● **Excerpted passage**
At some point in the not-too-distant future, you may want to send a more specific treatment-related offer, such as:
"Hey Bro, thinking about you. Reach out when you're ready for help with treatment. I'm always here for you."
Your gut is your friend
In the previous post we wrote for you, we encouraged you to trust your gut about whether or not he's using. You can't know for sure, because he's living several hours away, you're out of touch (for now), his ex-wife prefers to stay out of it, and his daughter is too mixed up about it (not to mention, too young) for you to rely on her information.
CRAFT asks the family member to look at whatever information they have in front of them and make that decision each time they're in contact with their Loved One: "Yes, he's using," or "No, he's not using." You have repeatedly pointed out the signs that tell you something is wrong, he's likely back to using (in general). In the meantime, unless there are indicators to the contrary, you can adopt a more neutral stance (neither coming in close to reward, nor withdrawing rewards).

● **What you will do**
In the CRAFT passage, what decision does CRAFT ask the family member to make each time they're in contact with their Loved One?

● **Listed entries**
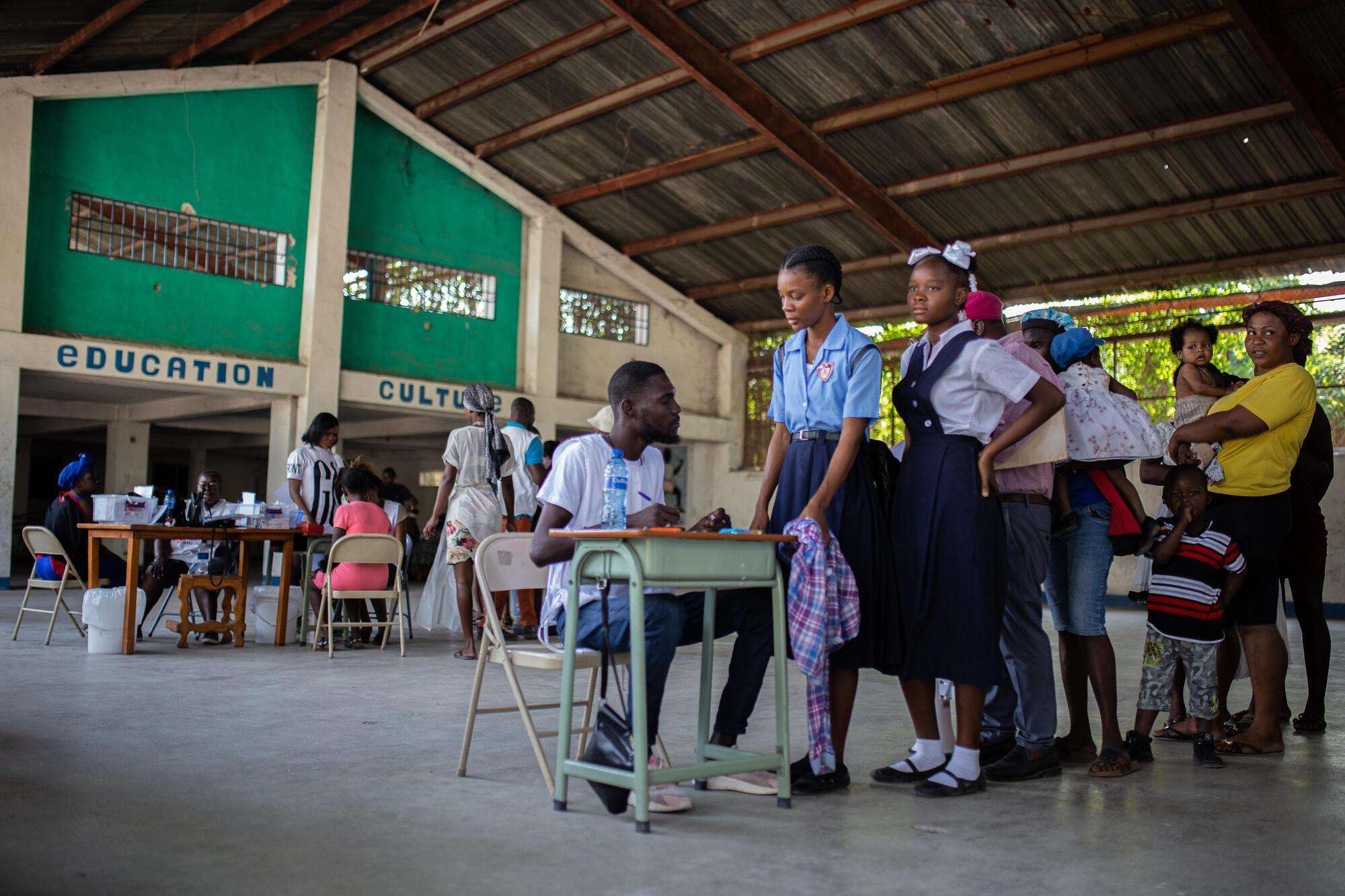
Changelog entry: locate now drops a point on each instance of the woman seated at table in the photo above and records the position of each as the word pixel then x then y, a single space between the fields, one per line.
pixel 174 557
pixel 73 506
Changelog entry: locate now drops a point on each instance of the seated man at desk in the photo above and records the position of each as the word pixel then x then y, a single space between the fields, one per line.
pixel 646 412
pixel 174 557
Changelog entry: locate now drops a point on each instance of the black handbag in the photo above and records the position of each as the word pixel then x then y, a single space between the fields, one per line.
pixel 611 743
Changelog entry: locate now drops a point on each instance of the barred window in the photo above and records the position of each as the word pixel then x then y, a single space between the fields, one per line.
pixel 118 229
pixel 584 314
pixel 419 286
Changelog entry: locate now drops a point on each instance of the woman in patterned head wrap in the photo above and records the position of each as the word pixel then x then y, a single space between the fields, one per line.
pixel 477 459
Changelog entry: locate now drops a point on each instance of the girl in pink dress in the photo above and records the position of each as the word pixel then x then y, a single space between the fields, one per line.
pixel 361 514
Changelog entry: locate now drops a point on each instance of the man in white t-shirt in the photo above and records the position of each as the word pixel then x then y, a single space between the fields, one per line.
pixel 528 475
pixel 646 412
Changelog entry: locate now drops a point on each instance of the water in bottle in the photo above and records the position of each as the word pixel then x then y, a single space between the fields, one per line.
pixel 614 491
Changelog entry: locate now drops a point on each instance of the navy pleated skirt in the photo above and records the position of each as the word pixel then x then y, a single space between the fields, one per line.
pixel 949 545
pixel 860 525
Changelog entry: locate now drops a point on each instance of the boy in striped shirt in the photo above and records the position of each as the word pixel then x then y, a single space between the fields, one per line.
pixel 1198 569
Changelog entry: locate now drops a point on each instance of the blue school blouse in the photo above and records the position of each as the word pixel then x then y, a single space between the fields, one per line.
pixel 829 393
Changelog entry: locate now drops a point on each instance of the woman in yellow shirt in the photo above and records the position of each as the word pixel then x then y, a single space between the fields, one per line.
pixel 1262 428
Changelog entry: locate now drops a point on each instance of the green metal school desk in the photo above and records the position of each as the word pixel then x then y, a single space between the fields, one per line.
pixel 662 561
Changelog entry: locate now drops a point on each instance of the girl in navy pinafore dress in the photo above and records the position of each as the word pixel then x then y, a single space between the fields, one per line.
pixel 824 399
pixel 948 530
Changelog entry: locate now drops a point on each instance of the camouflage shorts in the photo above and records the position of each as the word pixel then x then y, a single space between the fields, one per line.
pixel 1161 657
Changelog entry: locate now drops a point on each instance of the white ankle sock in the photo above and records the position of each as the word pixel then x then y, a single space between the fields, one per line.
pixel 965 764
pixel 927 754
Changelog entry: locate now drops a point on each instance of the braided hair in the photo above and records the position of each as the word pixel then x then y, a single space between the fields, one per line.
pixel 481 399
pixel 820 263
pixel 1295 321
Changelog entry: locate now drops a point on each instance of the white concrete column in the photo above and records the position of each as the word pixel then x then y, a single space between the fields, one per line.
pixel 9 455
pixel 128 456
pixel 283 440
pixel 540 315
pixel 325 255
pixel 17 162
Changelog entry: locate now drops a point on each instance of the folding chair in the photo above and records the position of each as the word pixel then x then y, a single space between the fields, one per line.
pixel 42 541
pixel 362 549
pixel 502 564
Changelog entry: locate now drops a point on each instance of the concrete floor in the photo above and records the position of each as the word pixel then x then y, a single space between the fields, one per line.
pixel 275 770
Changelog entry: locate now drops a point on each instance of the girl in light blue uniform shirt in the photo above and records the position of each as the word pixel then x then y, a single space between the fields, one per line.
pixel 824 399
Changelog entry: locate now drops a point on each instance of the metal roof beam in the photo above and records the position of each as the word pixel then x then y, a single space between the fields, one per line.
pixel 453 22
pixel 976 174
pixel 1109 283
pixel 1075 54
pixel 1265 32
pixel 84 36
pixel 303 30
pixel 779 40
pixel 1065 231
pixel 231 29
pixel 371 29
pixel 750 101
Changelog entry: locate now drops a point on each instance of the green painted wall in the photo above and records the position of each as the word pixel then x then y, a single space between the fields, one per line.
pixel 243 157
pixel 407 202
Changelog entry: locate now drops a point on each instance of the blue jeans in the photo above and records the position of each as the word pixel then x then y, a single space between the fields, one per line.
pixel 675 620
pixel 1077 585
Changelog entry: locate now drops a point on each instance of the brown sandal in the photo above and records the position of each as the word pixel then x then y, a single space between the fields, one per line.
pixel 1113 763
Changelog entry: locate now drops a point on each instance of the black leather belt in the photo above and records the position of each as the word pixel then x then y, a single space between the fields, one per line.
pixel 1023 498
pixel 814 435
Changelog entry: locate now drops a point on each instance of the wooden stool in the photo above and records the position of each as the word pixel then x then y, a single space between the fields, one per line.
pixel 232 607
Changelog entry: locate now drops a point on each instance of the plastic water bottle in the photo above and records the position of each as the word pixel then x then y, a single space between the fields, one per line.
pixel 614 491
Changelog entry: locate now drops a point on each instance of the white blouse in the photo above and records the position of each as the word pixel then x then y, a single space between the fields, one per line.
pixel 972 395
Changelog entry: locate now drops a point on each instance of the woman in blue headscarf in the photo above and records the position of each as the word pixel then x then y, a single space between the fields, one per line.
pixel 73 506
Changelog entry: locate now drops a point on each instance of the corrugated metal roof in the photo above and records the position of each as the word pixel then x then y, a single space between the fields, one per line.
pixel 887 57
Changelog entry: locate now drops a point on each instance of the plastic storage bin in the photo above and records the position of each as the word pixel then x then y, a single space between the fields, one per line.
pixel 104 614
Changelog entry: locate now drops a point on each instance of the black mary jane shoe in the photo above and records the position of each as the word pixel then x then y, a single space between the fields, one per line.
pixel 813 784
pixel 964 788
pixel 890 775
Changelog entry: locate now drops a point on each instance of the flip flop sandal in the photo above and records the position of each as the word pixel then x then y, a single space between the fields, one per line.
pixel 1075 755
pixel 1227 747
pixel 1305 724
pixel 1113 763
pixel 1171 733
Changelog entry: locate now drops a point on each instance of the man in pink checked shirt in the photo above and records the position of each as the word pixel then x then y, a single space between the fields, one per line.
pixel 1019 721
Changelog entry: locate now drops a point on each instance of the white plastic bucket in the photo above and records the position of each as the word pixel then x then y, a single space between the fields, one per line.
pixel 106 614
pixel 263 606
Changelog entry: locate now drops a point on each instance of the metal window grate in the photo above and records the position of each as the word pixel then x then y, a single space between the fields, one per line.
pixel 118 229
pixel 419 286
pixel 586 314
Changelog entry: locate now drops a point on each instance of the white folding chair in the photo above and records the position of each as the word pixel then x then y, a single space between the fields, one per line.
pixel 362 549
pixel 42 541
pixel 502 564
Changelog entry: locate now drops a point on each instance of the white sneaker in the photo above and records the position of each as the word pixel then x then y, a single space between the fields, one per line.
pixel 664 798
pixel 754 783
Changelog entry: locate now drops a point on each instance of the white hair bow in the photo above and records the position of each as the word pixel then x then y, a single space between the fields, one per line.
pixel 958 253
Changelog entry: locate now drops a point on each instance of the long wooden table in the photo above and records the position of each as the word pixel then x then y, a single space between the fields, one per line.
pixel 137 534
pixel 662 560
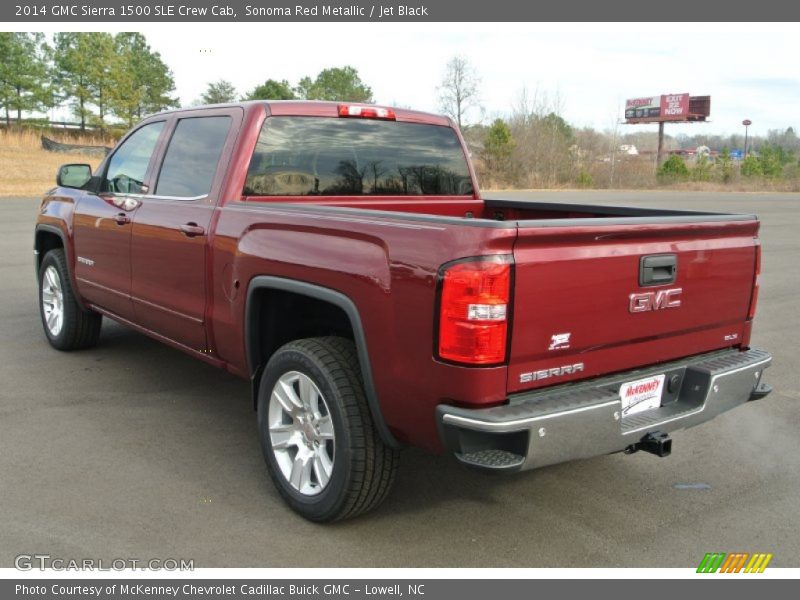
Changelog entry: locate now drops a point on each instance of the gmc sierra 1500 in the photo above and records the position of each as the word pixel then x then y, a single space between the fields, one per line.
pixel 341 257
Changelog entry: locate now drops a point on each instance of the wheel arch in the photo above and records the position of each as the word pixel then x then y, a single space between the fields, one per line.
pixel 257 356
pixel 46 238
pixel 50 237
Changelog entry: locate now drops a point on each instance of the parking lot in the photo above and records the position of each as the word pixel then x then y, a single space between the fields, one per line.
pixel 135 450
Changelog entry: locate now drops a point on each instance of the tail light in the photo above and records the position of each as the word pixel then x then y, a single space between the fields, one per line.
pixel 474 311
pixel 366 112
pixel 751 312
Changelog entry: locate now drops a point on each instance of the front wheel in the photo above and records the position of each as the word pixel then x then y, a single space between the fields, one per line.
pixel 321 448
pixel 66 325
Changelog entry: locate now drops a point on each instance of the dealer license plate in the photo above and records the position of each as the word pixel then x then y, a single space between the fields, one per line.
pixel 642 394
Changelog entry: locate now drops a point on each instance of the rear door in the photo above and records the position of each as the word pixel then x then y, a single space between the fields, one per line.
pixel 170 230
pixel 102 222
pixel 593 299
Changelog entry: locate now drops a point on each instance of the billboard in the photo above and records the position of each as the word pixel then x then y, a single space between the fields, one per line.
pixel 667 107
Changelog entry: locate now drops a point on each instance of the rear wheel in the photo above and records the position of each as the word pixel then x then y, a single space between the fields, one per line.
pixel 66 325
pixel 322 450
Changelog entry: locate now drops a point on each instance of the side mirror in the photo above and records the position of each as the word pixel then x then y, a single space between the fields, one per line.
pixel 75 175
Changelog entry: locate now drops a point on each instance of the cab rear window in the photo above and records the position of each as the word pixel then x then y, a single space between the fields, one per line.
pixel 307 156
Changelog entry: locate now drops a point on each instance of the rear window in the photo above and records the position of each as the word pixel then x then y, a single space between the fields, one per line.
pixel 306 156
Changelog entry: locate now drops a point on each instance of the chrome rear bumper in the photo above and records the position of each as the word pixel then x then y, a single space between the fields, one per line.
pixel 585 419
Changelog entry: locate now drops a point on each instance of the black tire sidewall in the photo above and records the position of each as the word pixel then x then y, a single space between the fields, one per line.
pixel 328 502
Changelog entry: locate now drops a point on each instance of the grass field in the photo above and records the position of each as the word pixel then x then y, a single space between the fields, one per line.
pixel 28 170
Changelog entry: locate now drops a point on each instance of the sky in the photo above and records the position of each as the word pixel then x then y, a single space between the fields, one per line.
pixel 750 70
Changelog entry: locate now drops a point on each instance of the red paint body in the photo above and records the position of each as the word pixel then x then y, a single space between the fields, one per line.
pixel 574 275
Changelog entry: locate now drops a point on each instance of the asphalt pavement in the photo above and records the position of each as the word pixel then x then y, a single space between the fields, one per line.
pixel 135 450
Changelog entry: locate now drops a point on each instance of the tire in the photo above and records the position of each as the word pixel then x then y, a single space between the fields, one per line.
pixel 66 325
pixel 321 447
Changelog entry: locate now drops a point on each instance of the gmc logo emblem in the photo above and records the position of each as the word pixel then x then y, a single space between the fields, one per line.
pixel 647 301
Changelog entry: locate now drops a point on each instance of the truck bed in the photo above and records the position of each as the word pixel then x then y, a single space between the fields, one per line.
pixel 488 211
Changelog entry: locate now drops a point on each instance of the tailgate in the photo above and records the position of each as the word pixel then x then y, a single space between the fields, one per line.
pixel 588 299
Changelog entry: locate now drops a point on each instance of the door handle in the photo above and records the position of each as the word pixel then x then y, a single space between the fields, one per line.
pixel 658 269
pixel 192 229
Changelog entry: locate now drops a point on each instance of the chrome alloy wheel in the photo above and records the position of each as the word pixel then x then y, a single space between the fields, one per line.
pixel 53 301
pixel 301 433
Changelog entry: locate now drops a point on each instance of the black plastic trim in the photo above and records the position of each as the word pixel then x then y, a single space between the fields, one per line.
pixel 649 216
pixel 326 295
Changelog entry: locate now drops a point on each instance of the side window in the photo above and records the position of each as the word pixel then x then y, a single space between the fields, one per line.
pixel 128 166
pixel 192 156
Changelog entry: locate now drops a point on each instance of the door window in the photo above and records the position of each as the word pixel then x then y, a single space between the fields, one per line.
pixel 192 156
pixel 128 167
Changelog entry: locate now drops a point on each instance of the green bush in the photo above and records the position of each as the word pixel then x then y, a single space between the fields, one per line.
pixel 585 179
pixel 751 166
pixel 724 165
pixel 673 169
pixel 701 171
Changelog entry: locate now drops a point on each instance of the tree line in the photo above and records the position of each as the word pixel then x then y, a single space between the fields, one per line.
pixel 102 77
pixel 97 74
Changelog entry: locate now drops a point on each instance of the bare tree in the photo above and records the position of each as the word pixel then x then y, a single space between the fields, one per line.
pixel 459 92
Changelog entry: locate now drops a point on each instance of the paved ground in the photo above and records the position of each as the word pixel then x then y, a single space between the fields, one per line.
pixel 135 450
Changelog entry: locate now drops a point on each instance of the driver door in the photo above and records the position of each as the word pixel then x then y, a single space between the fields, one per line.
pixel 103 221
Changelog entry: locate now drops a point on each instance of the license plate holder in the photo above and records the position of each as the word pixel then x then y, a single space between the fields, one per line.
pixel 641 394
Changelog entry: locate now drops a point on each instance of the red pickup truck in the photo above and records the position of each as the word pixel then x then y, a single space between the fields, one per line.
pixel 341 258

● **Exercise response**
CRAFT asks them to decide either "Yes, he's using," or "No, he's not using."